— begin —

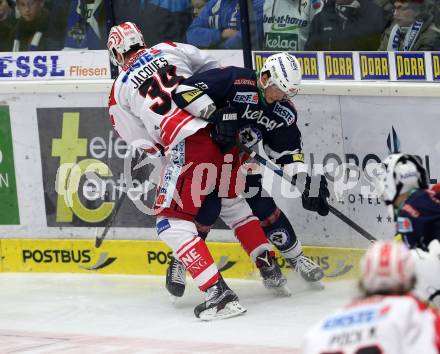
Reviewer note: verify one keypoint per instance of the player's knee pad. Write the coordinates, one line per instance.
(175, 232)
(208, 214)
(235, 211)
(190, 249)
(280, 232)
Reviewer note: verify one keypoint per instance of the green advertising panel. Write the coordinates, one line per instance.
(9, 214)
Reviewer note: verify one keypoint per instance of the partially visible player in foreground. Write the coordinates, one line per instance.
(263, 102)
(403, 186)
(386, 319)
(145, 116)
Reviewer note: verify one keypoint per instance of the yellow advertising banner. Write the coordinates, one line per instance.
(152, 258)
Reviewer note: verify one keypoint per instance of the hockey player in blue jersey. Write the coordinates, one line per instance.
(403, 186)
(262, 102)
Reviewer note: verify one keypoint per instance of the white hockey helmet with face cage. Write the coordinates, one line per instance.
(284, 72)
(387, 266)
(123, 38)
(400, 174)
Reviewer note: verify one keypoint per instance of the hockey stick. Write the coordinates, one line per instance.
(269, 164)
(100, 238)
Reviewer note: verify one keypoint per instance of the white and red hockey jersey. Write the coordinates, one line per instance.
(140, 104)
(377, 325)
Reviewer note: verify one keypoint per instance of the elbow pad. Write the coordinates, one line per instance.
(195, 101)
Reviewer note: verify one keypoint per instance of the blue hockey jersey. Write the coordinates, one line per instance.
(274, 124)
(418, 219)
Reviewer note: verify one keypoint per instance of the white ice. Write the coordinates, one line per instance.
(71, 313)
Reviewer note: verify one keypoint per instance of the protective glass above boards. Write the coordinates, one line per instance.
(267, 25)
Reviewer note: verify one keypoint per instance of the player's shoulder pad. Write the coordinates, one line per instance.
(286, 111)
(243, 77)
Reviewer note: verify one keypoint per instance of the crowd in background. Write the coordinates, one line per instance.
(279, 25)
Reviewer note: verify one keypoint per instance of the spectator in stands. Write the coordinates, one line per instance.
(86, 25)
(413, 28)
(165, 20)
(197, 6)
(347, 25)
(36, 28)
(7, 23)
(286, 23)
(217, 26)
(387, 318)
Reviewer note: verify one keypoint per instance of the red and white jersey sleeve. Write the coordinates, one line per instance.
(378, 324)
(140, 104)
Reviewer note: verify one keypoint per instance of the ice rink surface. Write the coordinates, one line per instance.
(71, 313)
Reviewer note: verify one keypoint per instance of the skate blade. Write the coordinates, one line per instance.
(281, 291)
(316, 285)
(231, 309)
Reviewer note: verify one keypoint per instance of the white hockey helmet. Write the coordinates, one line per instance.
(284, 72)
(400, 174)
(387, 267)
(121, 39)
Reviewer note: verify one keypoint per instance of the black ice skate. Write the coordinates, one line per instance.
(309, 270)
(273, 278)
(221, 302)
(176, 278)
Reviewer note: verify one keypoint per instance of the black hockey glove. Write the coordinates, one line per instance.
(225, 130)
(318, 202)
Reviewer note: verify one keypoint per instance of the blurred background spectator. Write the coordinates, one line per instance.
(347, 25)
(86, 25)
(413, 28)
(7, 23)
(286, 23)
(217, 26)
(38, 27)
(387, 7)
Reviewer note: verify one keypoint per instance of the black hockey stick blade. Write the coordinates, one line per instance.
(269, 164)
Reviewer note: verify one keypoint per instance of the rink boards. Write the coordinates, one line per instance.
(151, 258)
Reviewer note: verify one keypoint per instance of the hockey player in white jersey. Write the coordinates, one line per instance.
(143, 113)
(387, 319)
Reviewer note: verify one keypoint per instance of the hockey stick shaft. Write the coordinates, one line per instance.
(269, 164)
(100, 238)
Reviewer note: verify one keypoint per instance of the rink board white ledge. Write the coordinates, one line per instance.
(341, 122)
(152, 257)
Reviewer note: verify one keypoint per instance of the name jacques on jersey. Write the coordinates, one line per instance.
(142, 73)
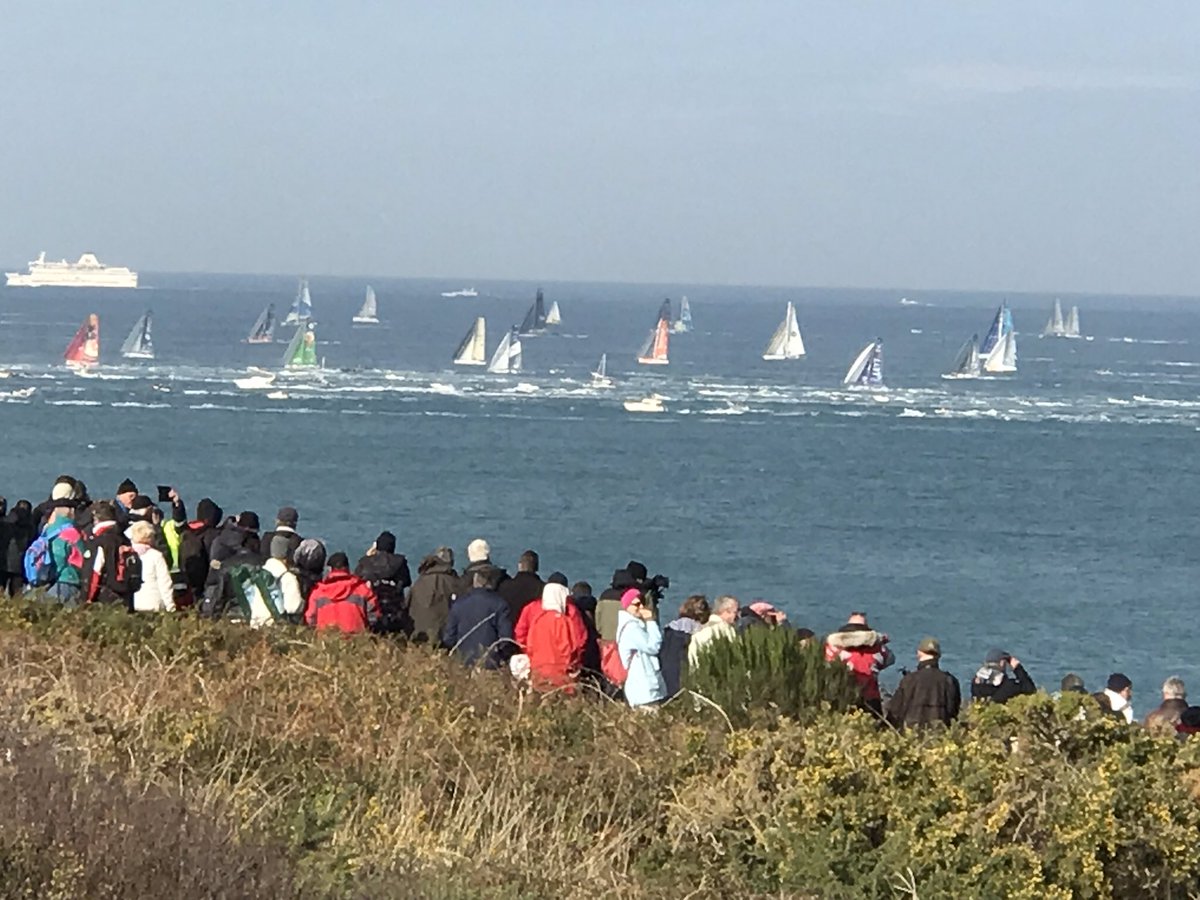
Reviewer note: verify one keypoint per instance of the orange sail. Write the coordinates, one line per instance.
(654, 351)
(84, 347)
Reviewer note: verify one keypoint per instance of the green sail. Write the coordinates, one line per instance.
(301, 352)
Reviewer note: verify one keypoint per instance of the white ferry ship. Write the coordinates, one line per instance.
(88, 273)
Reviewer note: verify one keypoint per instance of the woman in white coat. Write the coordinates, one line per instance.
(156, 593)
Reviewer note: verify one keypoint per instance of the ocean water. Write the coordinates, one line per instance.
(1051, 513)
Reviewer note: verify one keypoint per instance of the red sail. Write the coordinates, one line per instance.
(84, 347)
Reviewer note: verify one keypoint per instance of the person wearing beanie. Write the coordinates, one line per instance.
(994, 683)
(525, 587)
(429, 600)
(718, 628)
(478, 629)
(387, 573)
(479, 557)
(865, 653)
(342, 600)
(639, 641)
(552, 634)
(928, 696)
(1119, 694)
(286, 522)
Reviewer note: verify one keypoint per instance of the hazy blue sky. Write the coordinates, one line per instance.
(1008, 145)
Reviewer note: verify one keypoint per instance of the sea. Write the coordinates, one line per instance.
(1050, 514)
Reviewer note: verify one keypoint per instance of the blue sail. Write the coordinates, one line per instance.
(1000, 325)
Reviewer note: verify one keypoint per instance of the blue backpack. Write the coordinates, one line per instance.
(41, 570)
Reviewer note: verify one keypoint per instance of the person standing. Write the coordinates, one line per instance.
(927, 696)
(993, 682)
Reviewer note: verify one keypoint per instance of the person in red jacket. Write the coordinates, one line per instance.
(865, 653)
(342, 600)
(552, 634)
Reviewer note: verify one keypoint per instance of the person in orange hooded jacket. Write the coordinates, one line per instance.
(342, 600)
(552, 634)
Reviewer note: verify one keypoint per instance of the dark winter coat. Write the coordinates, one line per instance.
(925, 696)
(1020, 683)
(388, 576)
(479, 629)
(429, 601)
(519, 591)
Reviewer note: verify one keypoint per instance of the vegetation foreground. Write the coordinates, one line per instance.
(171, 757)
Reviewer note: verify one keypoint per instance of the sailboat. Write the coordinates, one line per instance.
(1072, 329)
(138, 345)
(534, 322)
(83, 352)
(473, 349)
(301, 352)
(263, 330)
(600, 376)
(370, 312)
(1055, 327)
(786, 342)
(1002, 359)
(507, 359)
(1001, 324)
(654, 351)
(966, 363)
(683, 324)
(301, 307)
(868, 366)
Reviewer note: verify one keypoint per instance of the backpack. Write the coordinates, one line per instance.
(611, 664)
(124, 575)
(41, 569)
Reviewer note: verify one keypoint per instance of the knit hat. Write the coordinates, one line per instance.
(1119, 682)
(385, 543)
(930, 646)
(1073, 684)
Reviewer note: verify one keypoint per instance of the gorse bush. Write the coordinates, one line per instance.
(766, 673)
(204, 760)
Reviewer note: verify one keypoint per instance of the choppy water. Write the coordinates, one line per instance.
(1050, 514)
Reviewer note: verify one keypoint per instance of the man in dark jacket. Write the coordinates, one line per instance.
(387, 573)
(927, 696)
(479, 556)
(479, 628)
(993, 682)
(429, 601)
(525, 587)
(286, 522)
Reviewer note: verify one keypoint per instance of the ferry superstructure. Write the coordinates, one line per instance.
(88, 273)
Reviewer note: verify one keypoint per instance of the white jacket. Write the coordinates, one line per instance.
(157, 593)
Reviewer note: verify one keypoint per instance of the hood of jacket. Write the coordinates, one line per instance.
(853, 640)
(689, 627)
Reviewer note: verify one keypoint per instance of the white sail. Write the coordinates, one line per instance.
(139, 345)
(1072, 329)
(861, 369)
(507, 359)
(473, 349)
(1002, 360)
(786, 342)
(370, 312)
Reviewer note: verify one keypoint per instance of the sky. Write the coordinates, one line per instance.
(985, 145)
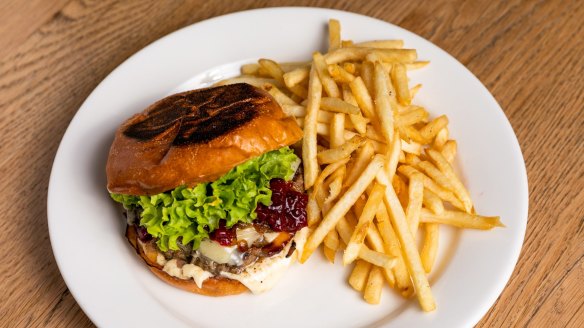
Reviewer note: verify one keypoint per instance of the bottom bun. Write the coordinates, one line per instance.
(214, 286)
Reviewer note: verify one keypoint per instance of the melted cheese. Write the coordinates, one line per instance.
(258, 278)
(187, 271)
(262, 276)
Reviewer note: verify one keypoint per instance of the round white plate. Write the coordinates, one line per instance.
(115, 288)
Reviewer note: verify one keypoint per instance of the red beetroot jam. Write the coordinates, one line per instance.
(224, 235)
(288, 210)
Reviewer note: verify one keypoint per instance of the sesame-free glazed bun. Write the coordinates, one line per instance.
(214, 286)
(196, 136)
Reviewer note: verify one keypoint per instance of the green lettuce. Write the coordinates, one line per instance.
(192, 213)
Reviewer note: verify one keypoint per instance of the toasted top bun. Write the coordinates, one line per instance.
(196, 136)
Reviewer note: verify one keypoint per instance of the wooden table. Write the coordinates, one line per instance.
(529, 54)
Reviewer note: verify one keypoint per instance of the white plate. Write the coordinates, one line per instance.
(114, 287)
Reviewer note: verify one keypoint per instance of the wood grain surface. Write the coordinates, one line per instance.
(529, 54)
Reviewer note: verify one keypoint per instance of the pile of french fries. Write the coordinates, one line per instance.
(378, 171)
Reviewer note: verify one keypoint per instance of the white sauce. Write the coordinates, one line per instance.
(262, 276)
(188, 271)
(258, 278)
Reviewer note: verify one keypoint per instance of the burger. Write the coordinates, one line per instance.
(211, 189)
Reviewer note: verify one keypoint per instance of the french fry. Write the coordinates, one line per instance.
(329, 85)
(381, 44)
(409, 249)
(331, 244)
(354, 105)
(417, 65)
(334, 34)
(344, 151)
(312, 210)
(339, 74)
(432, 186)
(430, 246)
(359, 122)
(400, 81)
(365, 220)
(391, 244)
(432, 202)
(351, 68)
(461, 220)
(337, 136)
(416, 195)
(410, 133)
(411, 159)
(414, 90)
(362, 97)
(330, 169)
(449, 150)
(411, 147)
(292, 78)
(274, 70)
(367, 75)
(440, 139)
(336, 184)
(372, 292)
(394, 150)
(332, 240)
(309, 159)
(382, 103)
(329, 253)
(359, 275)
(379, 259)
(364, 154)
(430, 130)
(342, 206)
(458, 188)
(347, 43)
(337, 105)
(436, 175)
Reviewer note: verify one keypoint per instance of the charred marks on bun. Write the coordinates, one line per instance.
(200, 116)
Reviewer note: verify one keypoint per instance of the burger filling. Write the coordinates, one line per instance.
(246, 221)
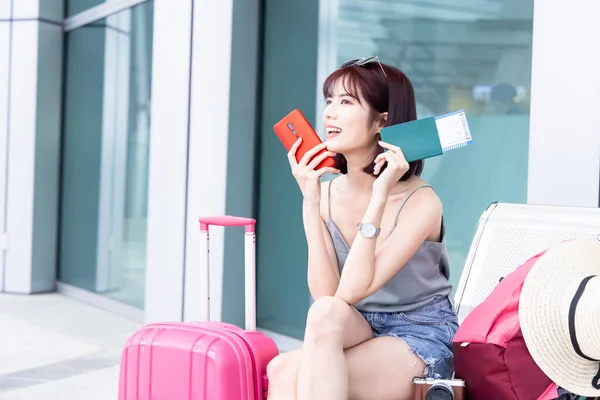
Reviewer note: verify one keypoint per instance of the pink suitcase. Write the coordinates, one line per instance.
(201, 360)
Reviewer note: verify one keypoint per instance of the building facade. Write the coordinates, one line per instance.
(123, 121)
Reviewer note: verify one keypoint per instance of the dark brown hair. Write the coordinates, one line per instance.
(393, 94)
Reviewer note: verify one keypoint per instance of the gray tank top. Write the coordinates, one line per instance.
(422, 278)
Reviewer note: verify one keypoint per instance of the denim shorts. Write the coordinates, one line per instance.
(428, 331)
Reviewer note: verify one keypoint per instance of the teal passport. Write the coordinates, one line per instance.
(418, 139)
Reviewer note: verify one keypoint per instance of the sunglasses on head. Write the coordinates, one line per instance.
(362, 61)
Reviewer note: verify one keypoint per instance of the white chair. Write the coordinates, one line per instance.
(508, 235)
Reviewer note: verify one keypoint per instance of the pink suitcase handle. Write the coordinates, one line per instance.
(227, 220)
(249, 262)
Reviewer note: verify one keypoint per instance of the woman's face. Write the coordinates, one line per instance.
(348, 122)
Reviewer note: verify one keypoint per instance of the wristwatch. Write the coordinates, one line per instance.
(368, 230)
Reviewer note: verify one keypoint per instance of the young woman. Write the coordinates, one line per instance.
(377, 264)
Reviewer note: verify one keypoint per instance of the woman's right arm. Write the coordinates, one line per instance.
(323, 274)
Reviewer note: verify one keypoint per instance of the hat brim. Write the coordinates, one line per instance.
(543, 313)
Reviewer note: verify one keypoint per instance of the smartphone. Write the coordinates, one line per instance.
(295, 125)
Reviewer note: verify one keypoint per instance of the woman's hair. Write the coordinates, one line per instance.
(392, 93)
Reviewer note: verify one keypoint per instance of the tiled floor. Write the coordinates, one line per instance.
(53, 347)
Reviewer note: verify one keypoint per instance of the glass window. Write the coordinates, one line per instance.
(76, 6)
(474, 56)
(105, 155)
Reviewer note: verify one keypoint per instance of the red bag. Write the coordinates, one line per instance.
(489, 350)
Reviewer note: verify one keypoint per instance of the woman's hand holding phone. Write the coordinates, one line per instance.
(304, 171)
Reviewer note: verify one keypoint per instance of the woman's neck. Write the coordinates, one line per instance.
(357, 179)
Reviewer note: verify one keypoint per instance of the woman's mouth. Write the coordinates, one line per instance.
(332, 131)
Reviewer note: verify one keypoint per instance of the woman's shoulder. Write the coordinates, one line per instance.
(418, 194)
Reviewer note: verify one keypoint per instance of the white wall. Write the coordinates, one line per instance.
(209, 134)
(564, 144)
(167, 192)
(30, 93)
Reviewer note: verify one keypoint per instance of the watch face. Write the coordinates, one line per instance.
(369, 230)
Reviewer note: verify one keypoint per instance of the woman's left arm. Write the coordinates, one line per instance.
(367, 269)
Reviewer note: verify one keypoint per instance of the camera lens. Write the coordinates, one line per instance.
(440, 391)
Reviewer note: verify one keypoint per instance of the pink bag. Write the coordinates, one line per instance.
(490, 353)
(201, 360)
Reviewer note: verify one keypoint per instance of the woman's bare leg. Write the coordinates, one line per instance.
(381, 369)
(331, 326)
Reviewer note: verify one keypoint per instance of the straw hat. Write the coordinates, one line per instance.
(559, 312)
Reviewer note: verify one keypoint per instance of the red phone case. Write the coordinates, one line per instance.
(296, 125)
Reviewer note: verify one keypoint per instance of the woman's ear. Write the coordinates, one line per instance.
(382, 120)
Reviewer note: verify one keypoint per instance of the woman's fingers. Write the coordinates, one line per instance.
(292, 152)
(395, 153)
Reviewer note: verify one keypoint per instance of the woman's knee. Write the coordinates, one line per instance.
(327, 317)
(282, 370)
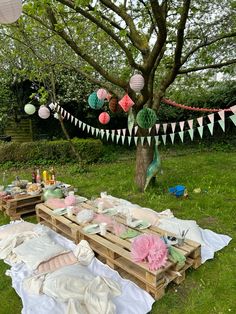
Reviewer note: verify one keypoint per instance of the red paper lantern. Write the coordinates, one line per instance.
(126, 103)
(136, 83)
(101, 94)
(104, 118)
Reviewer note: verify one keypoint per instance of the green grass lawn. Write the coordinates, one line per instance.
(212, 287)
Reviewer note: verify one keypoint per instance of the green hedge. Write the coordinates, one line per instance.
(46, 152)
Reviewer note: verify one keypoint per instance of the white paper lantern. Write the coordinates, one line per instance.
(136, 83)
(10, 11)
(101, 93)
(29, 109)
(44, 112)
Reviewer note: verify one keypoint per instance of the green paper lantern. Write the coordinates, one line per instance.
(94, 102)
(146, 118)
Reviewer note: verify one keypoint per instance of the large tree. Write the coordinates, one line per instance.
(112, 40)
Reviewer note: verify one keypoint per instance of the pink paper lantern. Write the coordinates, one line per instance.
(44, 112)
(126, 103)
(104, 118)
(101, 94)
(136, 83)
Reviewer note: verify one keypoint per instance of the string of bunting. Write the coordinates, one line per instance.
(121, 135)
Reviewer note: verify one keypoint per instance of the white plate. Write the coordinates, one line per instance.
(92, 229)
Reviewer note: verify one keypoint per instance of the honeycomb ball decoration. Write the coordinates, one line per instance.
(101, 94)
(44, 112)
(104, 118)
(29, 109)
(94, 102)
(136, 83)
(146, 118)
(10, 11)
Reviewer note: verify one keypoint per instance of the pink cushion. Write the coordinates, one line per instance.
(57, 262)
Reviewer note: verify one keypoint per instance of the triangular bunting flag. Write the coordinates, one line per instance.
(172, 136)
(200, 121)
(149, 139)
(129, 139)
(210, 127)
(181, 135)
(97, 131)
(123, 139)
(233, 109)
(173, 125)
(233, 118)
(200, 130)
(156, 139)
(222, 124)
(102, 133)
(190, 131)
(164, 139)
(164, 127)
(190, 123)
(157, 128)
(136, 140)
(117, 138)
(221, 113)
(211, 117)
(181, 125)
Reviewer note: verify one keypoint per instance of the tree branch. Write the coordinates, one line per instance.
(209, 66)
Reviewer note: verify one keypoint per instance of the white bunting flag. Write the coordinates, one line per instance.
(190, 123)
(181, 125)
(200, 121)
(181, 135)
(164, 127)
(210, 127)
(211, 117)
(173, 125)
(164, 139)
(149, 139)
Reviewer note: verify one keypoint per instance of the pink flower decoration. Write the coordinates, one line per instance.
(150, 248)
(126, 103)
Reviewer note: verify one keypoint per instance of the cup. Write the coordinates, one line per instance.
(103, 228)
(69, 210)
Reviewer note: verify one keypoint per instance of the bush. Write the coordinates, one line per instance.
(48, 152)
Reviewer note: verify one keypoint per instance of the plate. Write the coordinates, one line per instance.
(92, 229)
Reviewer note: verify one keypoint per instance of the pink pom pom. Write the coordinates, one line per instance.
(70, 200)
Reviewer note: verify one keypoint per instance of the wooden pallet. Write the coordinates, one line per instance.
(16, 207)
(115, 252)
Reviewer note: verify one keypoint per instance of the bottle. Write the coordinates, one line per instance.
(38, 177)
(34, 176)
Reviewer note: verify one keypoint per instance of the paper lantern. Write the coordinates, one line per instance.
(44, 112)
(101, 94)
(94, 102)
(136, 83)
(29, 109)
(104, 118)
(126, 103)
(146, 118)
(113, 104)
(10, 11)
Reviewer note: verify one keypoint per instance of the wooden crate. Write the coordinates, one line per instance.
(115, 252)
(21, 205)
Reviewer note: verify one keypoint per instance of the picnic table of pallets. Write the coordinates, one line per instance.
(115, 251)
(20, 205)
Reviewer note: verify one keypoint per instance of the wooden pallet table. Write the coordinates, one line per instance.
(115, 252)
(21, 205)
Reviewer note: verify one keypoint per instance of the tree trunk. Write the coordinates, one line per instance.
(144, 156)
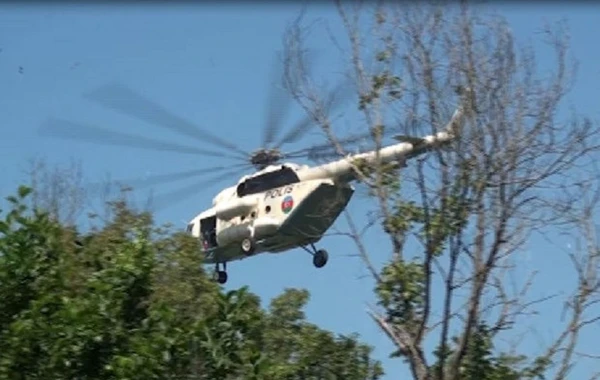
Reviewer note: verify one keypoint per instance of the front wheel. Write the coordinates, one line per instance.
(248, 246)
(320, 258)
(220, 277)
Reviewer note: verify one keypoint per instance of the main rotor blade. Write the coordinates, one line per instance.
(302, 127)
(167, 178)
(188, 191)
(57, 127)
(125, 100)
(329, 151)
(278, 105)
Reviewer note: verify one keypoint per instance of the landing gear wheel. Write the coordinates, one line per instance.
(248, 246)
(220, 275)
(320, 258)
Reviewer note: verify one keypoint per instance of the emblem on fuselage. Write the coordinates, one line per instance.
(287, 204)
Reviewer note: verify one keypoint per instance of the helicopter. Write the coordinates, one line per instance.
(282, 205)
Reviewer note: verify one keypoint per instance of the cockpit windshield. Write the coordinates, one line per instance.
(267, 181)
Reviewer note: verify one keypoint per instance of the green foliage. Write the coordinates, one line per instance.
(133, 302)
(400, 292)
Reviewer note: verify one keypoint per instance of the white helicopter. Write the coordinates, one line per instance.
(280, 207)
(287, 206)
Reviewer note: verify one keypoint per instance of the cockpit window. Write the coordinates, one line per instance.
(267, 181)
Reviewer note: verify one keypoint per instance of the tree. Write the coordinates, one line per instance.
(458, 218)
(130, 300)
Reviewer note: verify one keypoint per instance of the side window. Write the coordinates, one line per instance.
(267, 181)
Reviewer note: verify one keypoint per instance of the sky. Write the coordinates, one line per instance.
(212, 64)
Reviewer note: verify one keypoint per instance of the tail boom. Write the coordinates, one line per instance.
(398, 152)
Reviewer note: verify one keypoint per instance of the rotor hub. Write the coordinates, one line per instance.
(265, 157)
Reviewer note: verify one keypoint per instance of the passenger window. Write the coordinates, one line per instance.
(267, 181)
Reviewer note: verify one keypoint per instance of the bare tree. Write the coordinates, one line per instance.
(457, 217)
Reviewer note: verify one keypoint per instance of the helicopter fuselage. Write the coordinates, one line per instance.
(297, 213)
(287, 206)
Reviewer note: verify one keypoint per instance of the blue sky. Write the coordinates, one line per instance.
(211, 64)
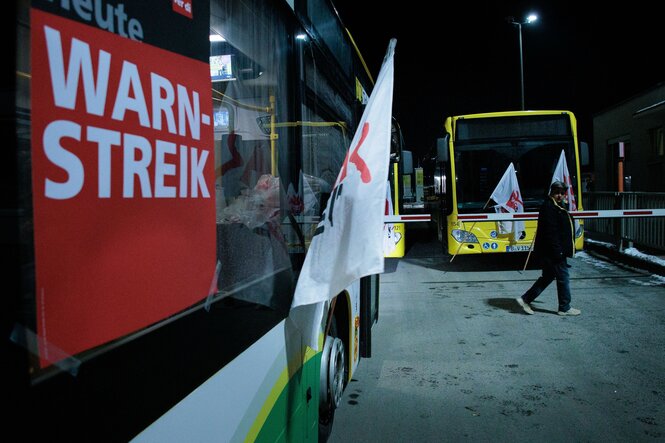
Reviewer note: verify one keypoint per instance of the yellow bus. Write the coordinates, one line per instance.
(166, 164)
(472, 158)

— end —

## [Exercise aim]
Rename "sail" to "sailcloth" in the records that begin at the line containing "ledge. Write the coordinates, one line per instance." and stop after the line containing "(1000, 325)", leaving everything else unchanged. Reproduce only those lines, and leave the pictures out of your answer.

## [Correct output]
Reviewer note: verify one keypoint per instance of the rink board white ledge. Write the coordinates, one line per instance.
(341, 122)
(152, 257)
Reviewer note: verify one keypoint per instance of the name jacques on jersey. Write the coordinates, one line per instance.
(142, 73)
Reviewer note: verify one keypoint per instance of the orange sailcloth. Write the coordinates, one line per instance.
(654, 351)
(84, 347)
Reviewer note: verify one keypoint per instance of the green sailcloth. Write the coordinates, one line per instance.
(301, 352)
Reviewer note: verify one keypoint per instance of the white ferry ship. Write the coordinates, one line per instance.
(88, 273)
Reviewer note: verify one keypoint per instance of the woman in white coat. Write the coordinates, one line per instance.
(156, 593)
Reviewer note: verify one keypoint per instance of the ocean water. Write the coordinates, one line per instance.
(1051, 513)
Reviewer note: verify one keypoint per instance of the red sailcloth. Write the coordinates, one line per instance.
(84, 347)
Reviewer note: verify one keypoint per instance of the person wearing beanie. Write the coordinates, one line per instance.
(994, 683)
(525, 587)
(429, 600)
(718, 628)
(478, 629)
(387, 573)
(479, 557)
(865, 653)
(342, 600)
(639, 641)
(552, 634)
(928, 696)
(1119, 694)
(286, 522)
Reviewer note: verify one keypoint per instance of the hazy blue sky. Write the coordinates, one line per instance.
(1008, 145)
Reviewer note: verify one keypoint per instance of the sea. Write the coordinates, one line per instance.
(1050, 514)
Reviewer note: verify one keypoint per instance of the blue sailcloth. Write the coordinates, one line per instance.
(1000, 325)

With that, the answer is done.